Textauszug:
Rezension von Björn Backes

 

Was ist eigentlich mit all den RPG-Klassikern geschehen, die seinerzeit auf Sonys Konsolen einen zweiten und dritten Frühling erlebten und vor allem die Liebhaber der ersten Gehversuche von „Final Fantasy“ und Co. auf den Nintendo-Konsolen über Jahre bei der Stange hielten? In der neuesten Videospiel-Generation haben sich die Prioritäten deutlich verschoben. Massenhaft Arcade- und Action-Games sind an der Tagesordnung, dazu Shooter-Programme, eine neue Welle von Sportspielen und der gute alte Konsolenrennsport. Aber wohin sind die meisterlichen Juwelen verschwunden, die Square Enix und Konsorten in der vergangenen Dekade zur Referenz hochschraubten und gerade im PS2-Bereich zu Pflichtveranstaltungen machten? Antworten auf diese Fragen gibt es leider nicht. Dennoch wurde in letzter Zeit wieder fleißig an neuer Kost gewerkelt. Bevor im kommenden Jahr endlich der erste „Final Fantasy“-Ableger den NextGen-Himmel erreicht, legt Vorzeigeentwickler Sega dieser Tage schon mal richtig deftig vor: „Valkyria Chronicles“ heißt der Titel, der den Nachholbedarf nicht bloß sättigen, sondern die Zielgruppe auch überrollen soll. Ersten Meinungen zufolge sollte diese auch tatsächlich gelingen…

 

Die Story:

Europa im zweiten entscheidenden Krieg des 20. Jahrhunderts, jedoch in einem fiktiven Szenario: Das östliche Imperium und die westliche Föderation geraten im Jahr 1935 ein zweites Mal aneinander, nachdem der Streit um den begehrten Treibstoff Ragnite endgültig die Grenzen der Vernunft überschritten hat. Lediglich die kleine Landschaft Gallia, deren Volk seit jeher in Reichtum und gut situiert lebt, will sich nicht am aggressiven Treiben der beiden Weltmächte beteiligen und wird schließlich vom angriffslustigen Imperium zum Ziel einer waghalsigen Eroberungsmission auserkoren. Der Krieg geht in die entscheidenden Phase – und ausgerechnet das friedliche Volk Gallias, das über all die Zeit nie im Zentrum der Konflikte stand, ist nun der Schlüssel zum Sieg für die eine oder die andere Weltmacht.

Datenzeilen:

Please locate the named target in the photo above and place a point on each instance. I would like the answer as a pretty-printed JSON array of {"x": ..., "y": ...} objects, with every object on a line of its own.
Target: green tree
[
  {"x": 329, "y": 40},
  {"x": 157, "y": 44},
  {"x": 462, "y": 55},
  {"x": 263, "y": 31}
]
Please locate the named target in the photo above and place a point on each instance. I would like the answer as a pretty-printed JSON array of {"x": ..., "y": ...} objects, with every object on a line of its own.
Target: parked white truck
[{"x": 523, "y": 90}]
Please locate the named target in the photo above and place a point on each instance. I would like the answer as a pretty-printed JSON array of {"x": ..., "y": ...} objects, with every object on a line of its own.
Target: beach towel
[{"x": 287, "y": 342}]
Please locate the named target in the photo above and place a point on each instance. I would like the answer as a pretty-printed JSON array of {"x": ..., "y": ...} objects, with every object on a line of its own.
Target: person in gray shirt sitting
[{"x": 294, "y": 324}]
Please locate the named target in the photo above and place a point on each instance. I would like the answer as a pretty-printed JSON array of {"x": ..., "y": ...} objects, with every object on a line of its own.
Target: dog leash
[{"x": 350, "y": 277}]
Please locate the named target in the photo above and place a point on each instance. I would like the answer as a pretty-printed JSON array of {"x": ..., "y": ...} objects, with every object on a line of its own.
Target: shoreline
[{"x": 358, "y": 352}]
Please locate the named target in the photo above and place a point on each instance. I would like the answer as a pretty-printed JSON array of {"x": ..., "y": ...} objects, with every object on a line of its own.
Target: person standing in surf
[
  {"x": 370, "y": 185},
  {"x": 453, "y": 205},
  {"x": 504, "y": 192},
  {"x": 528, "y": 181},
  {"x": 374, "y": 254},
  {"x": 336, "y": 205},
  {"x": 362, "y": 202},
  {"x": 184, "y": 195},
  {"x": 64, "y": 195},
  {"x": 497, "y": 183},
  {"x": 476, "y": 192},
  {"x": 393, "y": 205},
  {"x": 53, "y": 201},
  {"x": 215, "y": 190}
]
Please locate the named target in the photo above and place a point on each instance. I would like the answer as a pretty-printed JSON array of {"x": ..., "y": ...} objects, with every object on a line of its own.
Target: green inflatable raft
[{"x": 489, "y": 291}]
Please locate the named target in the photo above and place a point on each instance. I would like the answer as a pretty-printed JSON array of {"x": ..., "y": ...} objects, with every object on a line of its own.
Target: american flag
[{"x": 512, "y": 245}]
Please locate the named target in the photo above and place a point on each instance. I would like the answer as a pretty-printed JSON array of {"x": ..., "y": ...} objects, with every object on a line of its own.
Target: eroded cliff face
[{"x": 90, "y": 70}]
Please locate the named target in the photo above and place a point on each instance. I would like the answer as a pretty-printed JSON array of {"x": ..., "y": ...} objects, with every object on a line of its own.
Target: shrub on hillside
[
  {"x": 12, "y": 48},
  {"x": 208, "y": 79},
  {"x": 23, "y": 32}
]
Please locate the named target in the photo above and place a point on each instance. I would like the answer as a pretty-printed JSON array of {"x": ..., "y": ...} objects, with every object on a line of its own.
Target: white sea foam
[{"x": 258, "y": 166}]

Worum es geht: Schreib aus der Rezension den Abschnitt von „Europa im zweiten“ bis „die andere Weltmacht.“ ab und ändere dabei „Treibstoff“ in „Rohstoff“. Die Zeilen haben mit der Rezension nichts zu tun.

Lösung:
Europa im zweiten entscheidenden Krieg des 20. Jahrhunderts, jedoch in einem fiktiven Szenario: Das östliche Imperium und die westliche Föderation geraten im Jahr 1935 ein zweites Mal aneinander, nachdem der Streit um den begehrten Rohstoff Ragnite endgültig die Grenzen der Vernunft überschritten hat. Lediglich die kleine Landschaft Gallia, deren Volk seit jeher in Reichtum und gut situiert lebt, will sich nicht am aggressiven Treiben der beiden Weltmächte beteiligen und wird schließlich vom angriffslustigen Imperium zum Ziel einer waghalsigen Eroberungsmission auserkoren. Der Krieg geht in die entscheidenden Phase – und ausgerechnet das friedliche Volk Gallias, das über all die Zeit nie im Zentrum der Konflikte stand, ist nun der Schlüssel zum Sieg für die eine oder die andere Weltmacht.